Items stored from a collection:
• • • • • • •

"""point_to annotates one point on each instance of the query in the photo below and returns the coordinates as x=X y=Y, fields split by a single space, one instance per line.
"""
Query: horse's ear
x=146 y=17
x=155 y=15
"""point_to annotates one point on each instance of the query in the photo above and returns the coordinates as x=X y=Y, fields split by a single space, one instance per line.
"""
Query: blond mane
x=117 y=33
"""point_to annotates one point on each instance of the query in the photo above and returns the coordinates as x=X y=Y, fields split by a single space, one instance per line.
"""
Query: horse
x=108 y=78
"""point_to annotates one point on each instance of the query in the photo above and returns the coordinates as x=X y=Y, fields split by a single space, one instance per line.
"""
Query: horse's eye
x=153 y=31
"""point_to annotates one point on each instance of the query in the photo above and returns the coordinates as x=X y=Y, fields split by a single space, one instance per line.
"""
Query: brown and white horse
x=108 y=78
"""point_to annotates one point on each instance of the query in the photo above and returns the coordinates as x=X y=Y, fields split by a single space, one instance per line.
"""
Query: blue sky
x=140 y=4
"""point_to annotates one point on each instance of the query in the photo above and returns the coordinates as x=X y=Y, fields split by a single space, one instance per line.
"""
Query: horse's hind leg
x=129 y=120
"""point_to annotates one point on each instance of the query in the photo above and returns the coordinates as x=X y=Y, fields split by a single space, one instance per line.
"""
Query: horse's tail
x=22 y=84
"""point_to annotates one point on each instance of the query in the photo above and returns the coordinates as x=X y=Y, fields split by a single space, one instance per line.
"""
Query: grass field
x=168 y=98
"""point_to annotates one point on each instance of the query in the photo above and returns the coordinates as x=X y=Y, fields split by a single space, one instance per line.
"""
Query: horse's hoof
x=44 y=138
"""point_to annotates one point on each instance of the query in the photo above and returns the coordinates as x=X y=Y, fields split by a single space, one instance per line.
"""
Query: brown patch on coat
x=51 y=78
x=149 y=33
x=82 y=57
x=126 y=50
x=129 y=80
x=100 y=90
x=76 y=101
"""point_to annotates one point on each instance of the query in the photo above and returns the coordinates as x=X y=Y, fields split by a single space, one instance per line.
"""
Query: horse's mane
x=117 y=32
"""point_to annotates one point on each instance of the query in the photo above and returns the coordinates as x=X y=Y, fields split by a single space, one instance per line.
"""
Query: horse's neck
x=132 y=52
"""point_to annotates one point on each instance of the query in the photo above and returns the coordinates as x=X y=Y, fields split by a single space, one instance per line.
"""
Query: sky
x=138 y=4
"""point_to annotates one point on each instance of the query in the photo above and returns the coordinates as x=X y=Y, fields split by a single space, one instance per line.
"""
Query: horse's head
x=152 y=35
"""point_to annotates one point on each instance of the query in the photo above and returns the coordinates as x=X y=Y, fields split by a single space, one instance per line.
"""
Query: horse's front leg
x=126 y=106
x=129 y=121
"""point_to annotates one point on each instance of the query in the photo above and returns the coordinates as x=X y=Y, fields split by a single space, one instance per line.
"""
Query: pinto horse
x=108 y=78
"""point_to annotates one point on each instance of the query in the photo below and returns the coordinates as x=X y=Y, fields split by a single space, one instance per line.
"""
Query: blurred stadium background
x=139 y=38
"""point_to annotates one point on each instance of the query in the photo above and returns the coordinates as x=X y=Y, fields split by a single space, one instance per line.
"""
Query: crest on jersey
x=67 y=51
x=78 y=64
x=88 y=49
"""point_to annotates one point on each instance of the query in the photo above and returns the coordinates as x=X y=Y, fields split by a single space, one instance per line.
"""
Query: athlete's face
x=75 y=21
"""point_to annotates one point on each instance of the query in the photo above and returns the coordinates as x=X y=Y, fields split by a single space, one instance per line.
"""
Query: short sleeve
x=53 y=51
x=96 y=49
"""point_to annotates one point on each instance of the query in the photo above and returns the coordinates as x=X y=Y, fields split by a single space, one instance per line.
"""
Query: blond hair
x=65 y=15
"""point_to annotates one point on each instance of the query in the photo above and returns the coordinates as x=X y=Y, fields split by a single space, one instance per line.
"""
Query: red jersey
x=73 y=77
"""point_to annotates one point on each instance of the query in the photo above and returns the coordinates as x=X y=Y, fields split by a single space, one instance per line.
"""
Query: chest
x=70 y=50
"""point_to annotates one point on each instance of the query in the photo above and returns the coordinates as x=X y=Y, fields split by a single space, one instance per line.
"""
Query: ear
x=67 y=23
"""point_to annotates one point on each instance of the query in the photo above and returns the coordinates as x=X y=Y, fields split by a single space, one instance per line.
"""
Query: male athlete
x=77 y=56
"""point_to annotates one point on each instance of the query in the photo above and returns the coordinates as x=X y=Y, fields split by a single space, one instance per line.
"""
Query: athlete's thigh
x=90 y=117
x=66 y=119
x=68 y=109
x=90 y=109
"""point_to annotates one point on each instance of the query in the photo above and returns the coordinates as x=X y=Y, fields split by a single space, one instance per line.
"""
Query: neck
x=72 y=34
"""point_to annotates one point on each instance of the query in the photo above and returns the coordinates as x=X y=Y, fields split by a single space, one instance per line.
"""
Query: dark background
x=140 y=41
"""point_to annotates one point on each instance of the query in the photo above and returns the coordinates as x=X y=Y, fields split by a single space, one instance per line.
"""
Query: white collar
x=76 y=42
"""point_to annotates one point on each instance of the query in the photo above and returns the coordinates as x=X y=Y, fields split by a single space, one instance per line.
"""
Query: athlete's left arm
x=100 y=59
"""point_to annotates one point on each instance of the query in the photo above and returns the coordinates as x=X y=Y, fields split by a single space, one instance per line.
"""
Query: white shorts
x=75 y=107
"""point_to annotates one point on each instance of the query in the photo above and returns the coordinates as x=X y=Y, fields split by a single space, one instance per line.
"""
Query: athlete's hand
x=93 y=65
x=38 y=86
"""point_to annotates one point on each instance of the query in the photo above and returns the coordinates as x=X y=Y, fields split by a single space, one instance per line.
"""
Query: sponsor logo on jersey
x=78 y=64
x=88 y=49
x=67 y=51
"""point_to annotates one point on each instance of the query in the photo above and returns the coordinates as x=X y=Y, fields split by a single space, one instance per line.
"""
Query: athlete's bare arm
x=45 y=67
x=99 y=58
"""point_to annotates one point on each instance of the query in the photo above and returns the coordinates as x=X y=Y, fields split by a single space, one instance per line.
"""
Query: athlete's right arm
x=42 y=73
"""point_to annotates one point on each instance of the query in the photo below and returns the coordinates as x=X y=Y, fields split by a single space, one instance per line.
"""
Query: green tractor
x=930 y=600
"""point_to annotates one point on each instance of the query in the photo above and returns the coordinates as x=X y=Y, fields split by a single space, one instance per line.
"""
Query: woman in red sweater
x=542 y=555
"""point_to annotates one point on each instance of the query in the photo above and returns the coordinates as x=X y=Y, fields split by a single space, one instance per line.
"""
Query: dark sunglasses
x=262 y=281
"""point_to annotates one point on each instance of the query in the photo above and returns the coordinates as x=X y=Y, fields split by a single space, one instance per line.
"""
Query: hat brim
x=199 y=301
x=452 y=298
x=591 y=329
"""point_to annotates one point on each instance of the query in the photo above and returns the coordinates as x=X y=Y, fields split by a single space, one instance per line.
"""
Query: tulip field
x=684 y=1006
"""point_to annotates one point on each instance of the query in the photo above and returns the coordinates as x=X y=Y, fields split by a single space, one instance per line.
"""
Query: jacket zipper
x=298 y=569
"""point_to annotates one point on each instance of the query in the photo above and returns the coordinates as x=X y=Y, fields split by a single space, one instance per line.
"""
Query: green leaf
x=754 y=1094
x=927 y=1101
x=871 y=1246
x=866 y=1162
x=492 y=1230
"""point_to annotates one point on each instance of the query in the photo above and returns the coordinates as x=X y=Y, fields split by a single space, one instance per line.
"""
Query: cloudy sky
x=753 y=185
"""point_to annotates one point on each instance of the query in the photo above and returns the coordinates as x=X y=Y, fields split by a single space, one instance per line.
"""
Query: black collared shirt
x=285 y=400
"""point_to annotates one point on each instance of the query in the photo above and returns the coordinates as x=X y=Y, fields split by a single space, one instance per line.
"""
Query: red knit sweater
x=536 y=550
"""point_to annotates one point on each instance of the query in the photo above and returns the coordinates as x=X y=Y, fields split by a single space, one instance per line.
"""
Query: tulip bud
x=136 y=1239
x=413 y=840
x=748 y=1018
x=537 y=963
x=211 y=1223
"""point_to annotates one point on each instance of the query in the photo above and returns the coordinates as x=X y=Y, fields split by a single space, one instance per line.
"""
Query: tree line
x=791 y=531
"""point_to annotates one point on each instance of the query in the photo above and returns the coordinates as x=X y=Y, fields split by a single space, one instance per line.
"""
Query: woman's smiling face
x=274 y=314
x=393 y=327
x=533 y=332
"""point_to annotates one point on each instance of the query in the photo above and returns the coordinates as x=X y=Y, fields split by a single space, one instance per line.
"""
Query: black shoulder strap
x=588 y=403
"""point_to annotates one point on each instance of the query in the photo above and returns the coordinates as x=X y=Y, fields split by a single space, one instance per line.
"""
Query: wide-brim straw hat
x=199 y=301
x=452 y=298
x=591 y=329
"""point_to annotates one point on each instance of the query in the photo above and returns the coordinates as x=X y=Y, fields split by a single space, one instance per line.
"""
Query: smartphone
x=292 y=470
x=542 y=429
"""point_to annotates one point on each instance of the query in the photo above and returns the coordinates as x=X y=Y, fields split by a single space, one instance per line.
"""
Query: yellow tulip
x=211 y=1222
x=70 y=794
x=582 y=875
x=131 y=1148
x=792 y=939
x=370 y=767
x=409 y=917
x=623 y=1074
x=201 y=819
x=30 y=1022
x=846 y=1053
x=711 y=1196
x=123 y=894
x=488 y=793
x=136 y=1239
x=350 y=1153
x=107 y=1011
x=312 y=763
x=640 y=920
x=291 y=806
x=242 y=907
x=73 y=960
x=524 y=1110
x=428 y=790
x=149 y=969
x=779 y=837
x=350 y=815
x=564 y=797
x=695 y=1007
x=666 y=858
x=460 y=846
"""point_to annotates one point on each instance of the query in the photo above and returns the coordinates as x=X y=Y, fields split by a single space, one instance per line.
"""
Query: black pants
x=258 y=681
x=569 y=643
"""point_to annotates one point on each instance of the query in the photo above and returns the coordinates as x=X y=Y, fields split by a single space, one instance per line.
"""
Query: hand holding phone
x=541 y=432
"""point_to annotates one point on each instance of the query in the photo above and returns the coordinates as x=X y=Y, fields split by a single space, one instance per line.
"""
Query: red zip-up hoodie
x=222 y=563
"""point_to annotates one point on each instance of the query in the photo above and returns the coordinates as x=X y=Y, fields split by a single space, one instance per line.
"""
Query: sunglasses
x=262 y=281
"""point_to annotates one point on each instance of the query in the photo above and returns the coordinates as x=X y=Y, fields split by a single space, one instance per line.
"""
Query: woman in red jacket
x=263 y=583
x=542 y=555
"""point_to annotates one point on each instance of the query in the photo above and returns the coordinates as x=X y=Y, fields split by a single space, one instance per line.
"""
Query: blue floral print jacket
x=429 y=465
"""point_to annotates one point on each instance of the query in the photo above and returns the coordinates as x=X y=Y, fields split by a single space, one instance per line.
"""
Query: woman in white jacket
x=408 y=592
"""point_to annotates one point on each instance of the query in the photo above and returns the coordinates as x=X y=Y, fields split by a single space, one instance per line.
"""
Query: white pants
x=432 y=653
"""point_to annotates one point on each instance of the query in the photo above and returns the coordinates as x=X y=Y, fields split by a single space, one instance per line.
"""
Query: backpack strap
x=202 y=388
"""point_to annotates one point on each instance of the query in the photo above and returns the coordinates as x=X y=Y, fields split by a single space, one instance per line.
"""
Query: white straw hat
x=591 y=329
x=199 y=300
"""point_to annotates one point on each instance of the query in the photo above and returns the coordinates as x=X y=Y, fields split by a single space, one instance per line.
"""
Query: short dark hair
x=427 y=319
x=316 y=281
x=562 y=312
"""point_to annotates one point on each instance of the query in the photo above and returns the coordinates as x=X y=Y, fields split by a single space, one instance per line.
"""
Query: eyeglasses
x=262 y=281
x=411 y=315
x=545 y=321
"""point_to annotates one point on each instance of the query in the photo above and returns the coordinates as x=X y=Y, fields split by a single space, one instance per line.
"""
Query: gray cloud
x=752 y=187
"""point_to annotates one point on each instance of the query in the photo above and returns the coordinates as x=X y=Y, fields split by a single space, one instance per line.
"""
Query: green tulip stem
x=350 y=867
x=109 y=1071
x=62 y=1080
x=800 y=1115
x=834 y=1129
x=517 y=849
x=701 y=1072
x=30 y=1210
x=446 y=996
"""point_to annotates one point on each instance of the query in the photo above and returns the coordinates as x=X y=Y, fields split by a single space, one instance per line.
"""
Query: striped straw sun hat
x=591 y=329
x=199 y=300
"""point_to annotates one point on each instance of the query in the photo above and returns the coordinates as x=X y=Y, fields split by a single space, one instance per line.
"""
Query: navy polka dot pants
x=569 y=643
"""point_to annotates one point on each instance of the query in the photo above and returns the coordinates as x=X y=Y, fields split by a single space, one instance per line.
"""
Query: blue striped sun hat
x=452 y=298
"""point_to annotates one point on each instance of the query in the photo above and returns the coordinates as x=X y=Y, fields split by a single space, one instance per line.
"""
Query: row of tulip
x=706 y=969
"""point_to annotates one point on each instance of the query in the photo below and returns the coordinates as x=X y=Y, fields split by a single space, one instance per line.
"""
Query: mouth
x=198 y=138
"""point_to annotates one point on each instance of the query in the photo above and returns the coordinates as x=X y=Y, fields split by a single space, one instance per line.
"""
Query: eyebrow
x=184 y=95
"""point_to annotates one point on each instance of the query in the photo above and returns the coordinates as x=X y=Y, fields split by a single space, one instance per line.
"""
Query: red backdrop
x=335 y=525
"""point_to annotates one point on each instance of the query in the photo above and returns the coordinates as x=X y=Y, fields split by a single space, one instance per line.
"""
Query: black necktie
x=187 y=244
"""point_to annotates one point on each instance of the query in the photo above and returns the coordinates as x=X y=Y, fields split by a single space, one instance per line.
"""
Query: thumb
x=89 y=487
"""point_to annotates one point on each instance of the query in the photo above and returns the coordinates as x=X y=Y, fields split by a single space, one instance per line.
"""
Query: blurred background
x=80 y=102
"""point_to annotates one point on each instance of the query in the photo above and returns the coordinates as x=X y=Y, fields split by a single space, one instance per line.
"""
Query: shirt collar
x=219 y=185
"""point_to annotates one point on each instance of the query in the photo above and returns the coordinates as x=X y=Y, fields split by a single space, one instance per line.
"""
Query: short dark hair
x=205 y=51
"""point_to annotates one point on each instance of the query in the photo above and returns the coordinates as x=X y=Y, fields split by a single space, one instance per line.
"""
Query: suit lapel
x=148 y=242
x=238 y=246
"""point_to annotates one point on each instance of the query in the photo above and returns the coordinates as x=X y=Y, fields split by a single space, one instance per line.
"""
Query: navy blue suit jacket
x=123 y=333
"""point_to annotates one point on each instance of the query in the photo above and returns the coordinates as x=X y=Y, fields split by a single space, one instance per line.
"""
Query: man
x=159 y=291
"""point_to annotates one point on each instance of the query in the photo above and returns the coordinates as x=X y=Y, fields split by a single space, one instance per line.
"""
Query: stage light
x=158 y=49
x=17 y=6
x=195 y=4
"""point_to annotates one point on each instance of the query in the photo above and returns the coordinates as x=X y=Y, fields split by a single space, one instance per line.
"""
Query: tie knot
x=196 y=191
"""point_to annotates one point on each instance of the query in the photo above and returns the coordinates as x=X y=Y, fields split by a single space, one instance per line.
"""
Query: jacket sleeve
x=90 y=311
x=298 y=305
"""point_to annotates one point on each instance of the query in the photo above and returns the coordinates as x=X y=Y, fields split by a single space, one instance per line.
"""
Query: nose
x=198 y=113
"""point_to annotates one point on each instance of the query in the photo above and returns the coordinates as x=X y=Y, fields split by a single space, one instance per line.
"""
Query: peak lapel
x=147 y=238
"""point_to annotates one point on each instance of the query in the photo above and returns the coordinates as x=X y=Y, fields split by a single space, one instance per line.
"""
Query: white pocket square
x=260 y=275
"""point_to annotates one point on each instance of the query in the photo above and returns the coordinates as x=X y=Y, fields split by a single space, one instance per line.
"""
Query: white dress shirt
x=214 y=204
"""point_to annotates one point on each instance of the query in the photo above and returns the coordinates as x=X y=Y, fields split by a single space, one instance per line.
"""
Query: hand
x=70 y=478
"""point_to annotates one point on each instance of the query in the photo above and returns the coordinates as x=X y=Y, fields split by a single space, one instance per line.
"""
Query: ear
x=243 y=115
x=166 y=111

• • • • • • •

[Work to complete] From the entries above, extract each line that contains the string "strap". Match the case exactly.

[Finished answer]
Query: black shoulder strap
Query: backpack strap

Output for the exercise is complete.